Exercise objective >>
Scan the material for the word "sunglasses", then return every line where it appears.

Given entries >>
┏━━
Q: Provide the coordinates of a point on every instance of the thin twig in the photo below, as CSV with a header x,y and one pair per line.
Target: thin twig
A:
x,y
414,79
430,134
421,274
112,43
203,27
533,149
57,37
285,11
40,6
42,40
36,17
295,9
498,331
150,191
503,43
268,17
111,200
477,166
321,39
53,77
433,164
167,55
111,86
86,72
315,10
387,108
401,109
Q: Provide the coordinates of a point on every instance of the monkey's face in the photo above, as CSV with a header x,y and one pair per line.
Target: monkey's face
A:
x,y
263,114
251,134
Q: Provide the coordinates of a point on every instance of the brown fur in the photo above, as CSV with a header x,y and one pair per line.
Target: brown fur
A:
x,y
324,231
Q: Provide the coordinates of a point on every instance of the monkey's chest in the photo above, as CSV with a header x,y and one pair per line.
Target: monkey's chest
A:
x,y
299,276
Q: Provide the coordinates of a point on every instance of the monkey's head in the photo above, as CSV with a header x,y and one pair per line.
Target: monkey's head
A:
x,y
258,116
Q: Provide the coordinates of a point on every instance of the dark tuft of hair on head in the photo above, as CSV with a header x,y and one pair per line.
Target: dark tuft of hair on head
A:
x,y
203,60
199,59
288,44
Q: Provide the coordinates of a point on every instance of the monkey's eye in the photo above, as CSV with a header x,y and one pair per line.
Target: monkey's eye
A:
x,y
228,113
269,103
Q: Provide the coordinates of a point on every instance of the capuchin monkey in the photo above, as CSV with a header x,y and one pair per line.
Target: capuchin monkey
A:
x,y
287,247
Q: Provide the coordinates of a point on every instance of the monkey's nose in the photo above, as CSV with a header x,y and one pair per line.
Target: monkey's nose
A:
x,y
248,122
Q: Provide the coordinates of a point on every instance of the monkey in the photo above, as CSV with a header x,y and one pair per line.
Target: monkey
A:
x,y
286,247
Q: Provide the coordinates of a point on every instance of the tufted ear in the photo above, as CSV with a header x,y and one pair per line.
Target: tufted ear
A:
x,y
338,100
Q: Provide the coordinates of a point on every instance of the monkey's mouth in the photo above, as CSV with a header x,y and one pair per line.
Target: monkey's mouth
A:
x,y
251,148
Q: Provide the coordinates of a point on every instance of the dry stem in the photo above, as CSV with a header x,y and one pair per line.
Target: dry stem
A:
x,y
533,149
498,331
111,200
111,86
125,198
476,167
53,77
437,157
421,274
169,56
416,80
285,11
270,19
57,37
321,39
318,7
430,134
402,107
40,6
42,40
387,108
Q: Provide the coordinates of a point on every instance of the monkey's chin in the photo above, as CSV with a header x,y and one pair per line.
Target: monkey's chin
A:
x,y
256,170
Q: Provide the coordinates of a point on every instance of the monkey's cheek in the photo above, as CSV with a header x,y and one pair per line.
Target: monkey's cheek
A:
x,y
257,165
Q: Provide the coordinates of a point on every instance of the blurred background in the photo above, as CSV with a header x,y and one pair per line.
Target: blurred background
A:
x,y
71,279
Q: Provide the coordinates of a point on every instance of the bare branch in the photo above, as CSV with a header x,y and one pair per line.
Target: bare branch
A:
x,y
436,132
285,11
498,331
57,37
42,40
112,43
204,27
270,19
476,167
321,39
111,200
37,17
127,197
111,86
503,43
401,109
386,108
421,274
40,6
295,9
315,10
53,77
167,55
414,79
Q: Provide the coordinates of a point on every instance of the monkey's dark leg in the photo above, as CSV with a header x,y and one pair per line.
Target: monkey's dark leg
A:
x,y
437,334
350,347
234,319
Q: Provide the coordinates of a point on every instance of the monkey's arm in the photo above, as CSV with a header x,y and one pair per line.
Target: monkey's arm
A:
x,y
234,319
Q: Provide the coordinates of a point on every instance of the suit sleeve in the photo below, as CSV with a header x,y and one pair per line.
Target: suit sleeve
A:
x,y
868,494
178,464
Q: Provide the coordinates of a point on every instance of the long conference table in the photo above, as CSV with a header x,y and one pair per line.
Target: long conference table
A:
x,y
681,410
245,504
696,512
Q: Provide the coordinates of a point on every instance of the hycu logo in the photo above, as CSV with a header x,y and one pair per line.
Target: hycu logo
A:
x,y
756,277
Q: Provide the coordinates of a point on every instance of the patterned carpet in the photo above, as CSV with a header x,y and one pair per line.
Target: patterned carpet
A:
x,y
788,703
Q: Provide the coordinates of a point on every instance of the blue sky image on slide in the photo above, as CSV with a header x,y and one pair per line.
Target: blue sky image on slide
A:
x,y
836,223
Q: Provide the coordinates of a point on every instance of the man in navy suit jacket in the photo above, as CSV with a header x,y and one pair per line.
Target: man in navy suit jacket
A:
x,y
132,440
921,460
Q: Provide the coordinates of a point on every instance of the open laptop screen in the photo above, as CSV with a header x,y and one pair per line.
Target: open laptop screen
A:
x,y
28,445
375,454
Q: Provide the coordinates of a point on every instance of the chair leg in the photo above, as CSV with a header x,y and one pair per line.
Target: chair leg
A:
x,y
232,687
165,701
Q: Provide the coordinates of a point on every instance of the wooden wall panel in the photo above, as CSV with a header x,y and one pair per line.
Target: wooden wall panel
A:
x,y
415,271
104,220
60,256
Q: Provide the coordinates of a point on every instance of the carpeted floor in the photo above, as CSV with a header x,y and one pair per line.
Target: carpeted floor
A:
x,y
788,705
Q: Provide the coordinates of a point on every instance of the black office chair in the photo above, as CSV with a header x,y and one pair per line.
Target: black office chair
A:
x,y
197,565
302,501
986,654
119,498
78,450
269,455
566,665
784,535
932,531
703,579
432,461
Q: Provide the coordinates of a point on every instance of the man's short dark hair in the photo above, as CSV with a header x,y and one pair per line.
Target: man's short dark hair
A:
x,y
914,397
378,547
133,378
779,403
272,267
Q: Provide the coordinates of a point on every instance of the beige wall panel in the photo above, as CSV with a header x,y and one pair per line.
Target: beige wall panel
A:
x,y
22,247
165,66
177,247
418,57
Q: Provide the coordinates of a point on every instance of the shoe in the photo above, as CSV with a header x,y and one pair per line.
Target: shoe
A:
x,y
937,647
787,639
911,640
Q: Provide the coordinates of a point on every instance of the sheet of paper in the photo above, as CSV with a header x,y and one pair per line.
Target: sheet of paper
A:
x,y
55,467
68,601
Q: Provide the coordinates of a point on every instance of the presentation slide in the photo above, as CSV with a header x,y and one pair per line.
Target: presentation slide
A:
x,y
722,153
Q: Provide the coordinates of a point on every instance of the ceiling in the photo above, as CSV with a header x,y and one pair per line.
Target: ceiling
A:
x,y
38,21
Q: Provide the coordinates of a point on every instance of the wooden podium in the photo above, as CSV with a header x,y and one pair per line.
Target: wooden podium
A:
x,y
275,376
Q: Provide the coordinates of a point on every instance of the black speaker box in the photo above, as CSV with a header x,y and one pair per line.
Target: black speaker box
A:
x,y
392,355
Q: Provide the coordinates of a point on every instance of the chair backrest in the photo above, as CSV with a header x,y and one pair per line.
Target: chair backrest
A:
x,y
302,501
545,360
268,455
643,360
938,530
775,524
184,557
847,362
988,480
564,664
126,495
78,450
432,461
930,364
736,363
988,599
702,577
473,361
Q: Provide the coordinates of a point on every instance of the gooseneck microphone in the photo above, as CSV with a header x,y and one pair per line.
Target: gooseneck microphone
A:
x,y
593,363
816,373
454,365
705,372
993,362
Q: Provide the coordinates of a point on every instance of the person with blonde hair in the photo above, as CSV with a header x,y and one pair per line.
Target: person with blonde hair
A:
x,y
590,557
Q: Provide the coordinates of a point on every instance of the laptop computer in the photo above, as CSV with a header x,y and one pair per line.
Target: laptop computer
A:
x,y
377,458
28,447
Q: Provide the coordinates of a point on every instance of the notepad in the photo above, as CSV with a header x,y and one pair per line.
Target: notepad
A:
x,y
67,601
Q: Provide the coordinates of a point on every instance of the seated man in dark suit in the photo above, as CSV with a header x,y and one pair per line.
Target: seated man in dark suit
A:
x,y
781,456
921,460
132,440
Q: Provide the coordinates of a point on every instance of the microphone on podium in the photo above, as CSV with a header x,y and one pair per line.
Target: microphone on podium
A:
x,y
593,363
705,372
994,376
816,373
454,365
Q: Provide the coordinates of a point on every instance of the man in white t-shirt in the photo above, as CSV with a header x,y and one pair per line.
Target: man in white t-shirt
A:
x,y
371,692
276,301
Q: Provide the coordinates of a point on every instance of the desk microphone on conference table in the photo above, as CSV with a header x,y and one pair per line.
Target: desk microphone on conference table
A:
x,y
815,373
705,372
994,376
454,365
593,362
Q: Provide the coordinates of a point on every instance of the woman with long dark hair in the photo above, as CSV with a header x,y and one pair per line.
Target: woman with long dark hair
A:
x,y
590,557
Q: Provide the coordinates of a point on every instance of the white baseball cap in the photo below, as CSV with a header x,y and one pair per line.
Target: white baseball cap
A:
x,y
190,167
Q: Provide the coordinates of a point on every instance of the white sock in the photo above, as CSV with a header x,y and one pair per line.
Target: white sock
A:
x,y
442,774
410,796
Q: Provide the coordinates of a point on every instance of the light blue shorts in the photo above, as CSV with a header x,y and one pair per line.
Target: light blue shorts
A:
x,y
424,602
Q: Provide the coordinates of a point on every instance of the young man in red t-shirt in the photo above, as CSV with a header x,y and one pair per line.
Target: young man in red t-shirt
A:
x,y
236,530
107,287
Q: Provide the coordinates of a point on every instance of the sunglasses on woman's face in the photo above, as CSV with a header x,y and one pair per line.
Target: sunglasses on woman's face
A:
┗━━
Response area >>
Q: Provide the coordinates of a point on every instance of the sunglasses on woman's face in the photo above, as CSV with a header x,y and one pair per line.
Target: sunglasses on woman's face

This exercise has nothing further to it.